*EXTRAIT DU DOCUMENT*:
Avant les noms de famille
10Jusqu’au xixe siècle, la société rurale du littoral baltique oriental a longtemps été structurée par couches linguistiques. Au xiiie siècle, la région a été envahie par des croisés germanophones qui ont soumis les populations indigènes et se sont établis comme propriétaires terriens, bourgeois, administrateurs d’églises et clergé local.
11Contrairement à l’Angleterre où, après la conquête normande, les populations envahies et les envahisseurs ont avec le temps fusionné, dans la région balte les différentes communautés linguistiques sont restées distinctes, les « classes supérieures » étant largement germanophones, alors que la paysannerie parlait letton ou estonien. L’émergence de l’agriculture domaniale (Gutswirtschaft) introduisit le servage aux xve et xvie siècles (Plakans, 1995, p. 14-43). Le modèle d’exploitation rurale typique n’était pas le village, mais la ferme isolée : le responsable de chacune des fermes traitait directement avec le gérant du domaine ou avec le propriétaire ou le locataire domanial ; il dirigeait le personnel de la ferme. Pendant le servage, la grande majorité des paysans baltes attachés au service de la ferme dans laquelle ils vivaient ne jouissaient pas de la liberté de déplacement et étaient redevables envers le propriétaire du domaine de corvées et de produits.
12Les premières recherches ont laissé entendre que, dans les domaines, la composition de la population serve de chaque ferme était plutôt complexe ; bien que des cas existent de liens familiaux importants en dehors de la maisonnée, l’extension de la parenté à l’intérieur des domaines était moindre que ne l’ont pensé les chercheurs.
13Par exemple, en 1850, à Pinkenhof, l’un des « domaines patrimoniaux » de Riga, comme on les appelait, le niveau moyen de parenté d’un paysan était seulement de neuf à dix personnes vivantes, ce qui représentait moins de 1 % de la population du domaine (Plakans, 1992, p. 81-94 ; Plakans et Wetherell, 1988, p. 368 ; Wetherell, Plakans et Wellman, 1994, p. 652). La mortalité relativement élevée restreignait l’extension de la parenté à l’intérieur du domaine. En même temps, l’évidente tendance des responsables de fermes à rassembler leur parenté autour d’eux montre quelle importance les paysans donnaient à cette parenté.
14Le pourcentage de parenté permanente des responsables de ferme était en 1850 de 2 à 3 fois plus élevé (14,8 %) qu’en Europe de l’Ouest ou en Amérique du Nord (Plakans et Wetherell, 1988, p. 372). De plus, le folklore letton révèle que les paysans s’efforçaient partout où c’était possible de maintenir à l’intérieur de la lignée paternelle la direction des fermes, parce que c’était la position sociale la plus importante dans la paysannerie balte avant la réforme agraire de la fin du xixe siècle. Si ce n’est qu’elle favorise les lignées paternelles, nous n’avons pas le sentiment que cette parenté reflète fidèlement un comportement culturel. À vrai dire, l’absence de réseau parental dense dans un domaine donné a pu contribuer à diminuer le rapport avec la lignée et conduire ainsi les paysans à choisir des noms de famille présentant une grande diversité de sens.

*DONNÉES ENREGISTRÉES*:

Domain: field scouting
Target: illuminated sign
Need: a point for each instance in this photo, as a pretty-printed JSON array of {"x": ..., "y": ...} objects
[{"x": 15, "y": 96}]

*À FAIRE*:
Poursuivez, s'il vous plaît, l'extrait sur la paysannerie balte avant les noms de famille, en reprenant juste après sa dernière phrase.

*RÉPONSE À L'EXERCICE*:
15Des siècles durant, les paysans serfs n’avaient qu’un prénom et étaient identifiés comme ici : Jean de la ferme de Kalnins (Kalninu Janis), à la fois dans le langage courant et dans les rares documents où les paysans sont mentionnés par leur nom.
16Avant le XIXe siècle, les autorités civiles ne conservaient que peu d’archives pour les besoins du recensement des populations. Par conséquent, les connaissances que pouvait avoir une génération de paysans sur leur passé généalogique étaient entièrement fondé sur la mémoire familiale et sur celle de la communauté.
17Bien que nous n’ayons pas de preuves empiriques de ces processus, les lignées gardées en mémoire manquaient d’une base historique solide, parce que de larges morceaux de l’information généalogique tendaient à disparaître avec l’extinction de chaque génération successive, confirmant ce que l’on pouvait attendre d’une population sans réseau parental dense (Plakans, 1986, p. 125-140). L’absence de noms permanents, – les principaux identificateurs des lignées dans les classes sociales supérieures – signifiait que les paysansserfs ne disposaient même pas de cet important moyen mnémotechnique pour conserver vivante la mémoire de leurs lignages. Les effets de la mortalité élevée et le type d’habitat fermier dispersé diminuaient sans aucun doute le nombre des moments où se côtoyaient enfants et grands-parents, et même enfants et parents, moments où de telles informations pouvaient être recherchées et mémorisées.
18Les larges fratries, groupes relativement rares, étaient inévitablement dispersées et perdaient au fur et à mesure leurs liens avec la ferme natale, et par conséquent une partie de leurs marques d’identité personnelle. Les femmes se mariaient dès qu’elles avaient vingt ans et par la suite passaient la plus grande partie de leur vie au sein de groupes de parenté différents de ceux dans lesquels elles avaient grandi ; les hommes qui n’étaient pas suffisamment fortunés pour obtenir de leurs pères la direction d’un domaine d’exploitation rejoignaient les rangs de la main-d’œuvre agricole mobile et, au cours du temps, changeaient relativement souvent de lieu de résidence (Plakans et Wetherell, 1995, p. 161-164 ; Wetherell, Plakans et Wellman, 1994, p. 653-658). N’ayant qu’un prénom (plus un « désignateur » correspondant au domaine fermier auquel ils appartenaient, qui changeait quand ils changeaient de domaine), les ouvriers agricoles perdaient finalement toute connexion personnelle avec le lieu où leurs pères et grand-pères avaient exploité la terre et en un sens devenaient sans lignage.
19L’information généalogique, par exemple celle liée à l’héritage, n’était pas non plus d’une importance pratique pour la paysannerie réduite au servage. Au mieux, les responsables de ferme pouvaient proposer aux propriétaires du domaine de reprendre par succession la direction de la ferme, mais ne pouvaient prétendre renforcer leurs propres droits à cause de la position politico-économique supérieure dont jouissaient les propriétaires terriens.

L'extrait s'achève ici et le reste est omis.